- [Instructions for the task] Each of the records below must be reproduced exactly.
[[ Records shown open ]]
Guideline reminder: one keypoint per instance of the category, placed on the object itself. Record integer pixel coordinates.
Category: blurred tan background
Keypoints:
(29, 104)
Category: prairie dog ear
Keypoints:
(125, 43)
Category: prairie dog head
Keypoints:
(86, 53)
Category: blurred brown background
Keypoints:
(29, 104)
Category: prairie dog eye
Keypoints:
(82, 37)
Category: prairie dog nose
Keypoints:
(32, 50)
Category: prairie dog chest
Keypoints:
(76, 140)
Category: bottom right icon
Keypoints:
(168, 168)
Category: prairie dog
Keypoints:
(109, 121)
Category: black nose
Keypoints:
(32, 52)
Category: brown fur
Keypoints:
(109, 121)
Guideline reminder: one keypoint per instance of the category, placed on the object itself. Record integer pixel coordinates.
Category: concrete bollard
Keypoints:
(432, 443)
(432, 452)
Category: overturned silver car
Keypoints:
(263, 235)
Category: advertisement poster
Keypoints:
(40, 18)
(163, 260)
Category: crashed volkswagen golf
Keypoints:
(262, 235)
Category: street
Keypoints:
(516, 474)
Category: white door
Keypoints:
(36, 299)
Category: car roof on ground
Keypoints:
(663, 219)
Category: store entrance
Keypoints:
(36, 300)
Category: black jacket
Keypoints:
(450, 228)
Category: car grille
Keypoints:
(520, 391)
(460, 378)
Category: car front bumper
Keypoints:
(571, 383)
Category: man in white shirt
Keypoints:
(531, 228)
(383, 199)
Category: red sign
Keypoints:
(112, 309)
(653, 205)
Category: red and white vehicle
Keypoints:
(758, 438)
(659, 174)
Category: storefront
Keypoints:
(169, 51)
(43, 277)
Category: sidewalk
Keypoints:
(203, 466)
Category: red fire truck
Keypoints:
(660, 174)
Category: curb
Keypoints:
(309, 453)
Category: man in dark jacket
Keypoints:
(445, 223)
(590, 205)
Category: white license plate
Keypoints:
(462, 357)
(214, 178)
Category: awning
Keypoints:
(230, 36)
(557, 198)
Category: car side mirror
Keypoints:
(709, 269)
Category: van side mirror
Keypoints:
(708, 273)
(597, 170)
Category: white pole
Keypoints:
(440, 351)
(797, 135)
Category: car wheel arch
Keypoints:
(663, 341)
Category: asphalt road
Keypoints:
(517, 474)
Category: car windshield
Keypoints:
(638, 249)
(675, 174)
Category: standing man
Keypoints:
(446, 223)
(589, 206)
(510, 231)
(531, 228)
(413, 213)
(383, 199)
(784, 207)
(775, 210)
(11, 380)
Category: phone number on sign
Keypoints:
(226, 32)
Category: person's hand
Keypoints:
[[ Records shown closed ]]
- [Written solution]
Guideline reminder: one keypoint per instance of the category, placed on the object itself. Record integer pixel coordinates.
Category: blurred tan background
Keypoints:
(29, 104)
Category: prairie dog ear
Keypoints:
(125, 43)
Category: prairie dog head
Keypoints:
(86, 53)
Category: blurred brown background
Keypoints:
(29, 104)
Category: prairie dog eye
Keypoints:
(82, 37)
Category: prairie dog nose
Keypoints:
(32, 50)
Category: prairie dog chest
Keypoints:
(76, 140)
Category: bottom right icon
Keypoints:
(168, 168)
Category: prairie dog
Keypoints:
(109, 121)
Category: black nose
Keypoints:
(32, 52)
Category: brown fur
Keypoints:
(109, 121)
Guideline reminder: one keypoint per instance of the category, placed on the object itself. Record integer pixel coordinates.
Category: concrete bollard
Keypoints:
(432, 443)
(432, 452)
Category: overturned silver car
Keypoints:
(263, 235)
Category: advertisement poster
Keypoints:
(40, 18)
(163, 260)
Category: crashed volkswagen golf
Keypoints:
(262, 235)
Category: street
Keypoints:
(516, 474)
Category: white door
Keypoints:
(36, 299)
Category: car roof on ground
Keypoints:
(663, 219)
Category: store entrance
Keypoints:
(36, 300)
Category: black jacket
Keypoints:
(450, 228)
Category: car grille
Keypoints:
(520, 391)
(460, 378)
Category: car front bumper
Keypoints:
(571, 383)
Category: man in white shirt
Keypoints:
(531, 228)
(383, 199)
Category: red sign
Keypoints:
(112, 309)
(653, 205)
Category: red and white vehicle
Keypoints:
(758, 438)
(659, 174)
Category: storefront
Keypoints:
(169, 51)
(43, 277)
Category: sidewalk
Keypoints:
(203, 466)
Category: red fire truck
Keypoints:
(660, 174)
Category: curb
Keypoints:
(309, 453)
Category: man in dark jacket
Keypoints:
(445, 223)
(590, 205)
Category: white license plate
Keypoints:
(462, 357)
(214, 178)
Category: awning
Keypoints:
(230, 36)
(557, 198)
Category: car side mirror
Keypoints:
(709, 269)
Category: van side mirror
Keypoints:
(708, 273)
(597, 170)
Category: white pole
Keypoints:
(440, 351)
(797, 135)
Category: car wheel arch
Keypoints:
(663, 341)
Category: asphalt road
Keypoints:
(517, 474)
Category: car windshield
Keypoints:
(638, 249)
(675, 174)
Category: standing man
Keypoints:
(446, 223)
(589, 206)
(510, 231)
(531, 228)
(413, 213)
(383, 199)
(784, 207)
(775, 210)
(11, 380)
Category: phone number on sign
Keypoints:
(226, 32)
Category: person's hand
Keypoints:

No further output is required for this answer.